Given exercise: Rewrite every line of the records below, requests included, and add -8 to each bounding-box coordinate in the answers. Omit the pictures from your answer.

Provided records:
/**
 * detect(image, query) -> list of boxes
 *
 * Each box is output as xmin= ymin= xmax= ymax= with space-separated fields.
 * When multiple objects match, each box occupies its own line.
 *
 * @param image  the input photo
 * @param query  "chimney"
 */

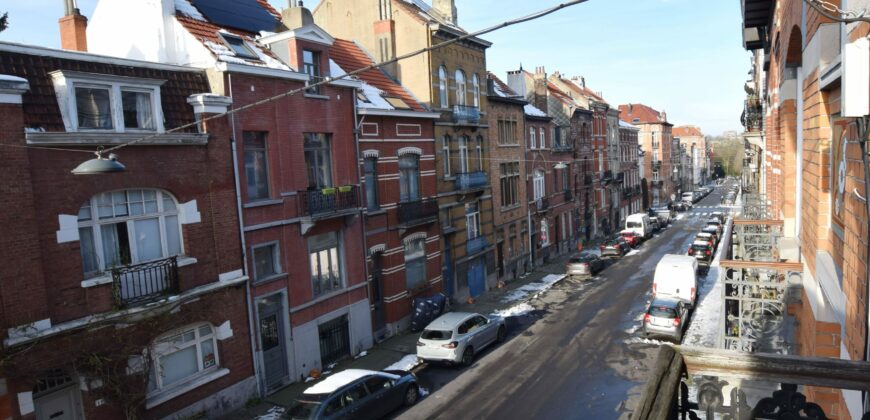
xmin=281 ymin=0 xmax=314 ymax=29
xmin=57 ymin=0 xmax=88 ymax=52
xmin=531 ymin=67 xmax=550 ymax=114
xmin=432 ymin=0 xmax=457 ymax=25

Output for this task:
/**
 * detect(image, query) -> list of boxes
 *
 * Each box is output as xmin= ymin= xmax= ymax= with space-separated fields.
 * When multiple objects match, each box occupies its own line.
 *
 * @param image  the input photo
 * @param query  "chimney"
 */

xmin=273 ymin=-8 xmax=306 ymax=21
xmin=49 ymin=-8 xmax=80 ymax=44
xmin=523 ymin=59 xmax=542 ymax=106
xmin=424 ymin=-8 xmax=449 ymax=17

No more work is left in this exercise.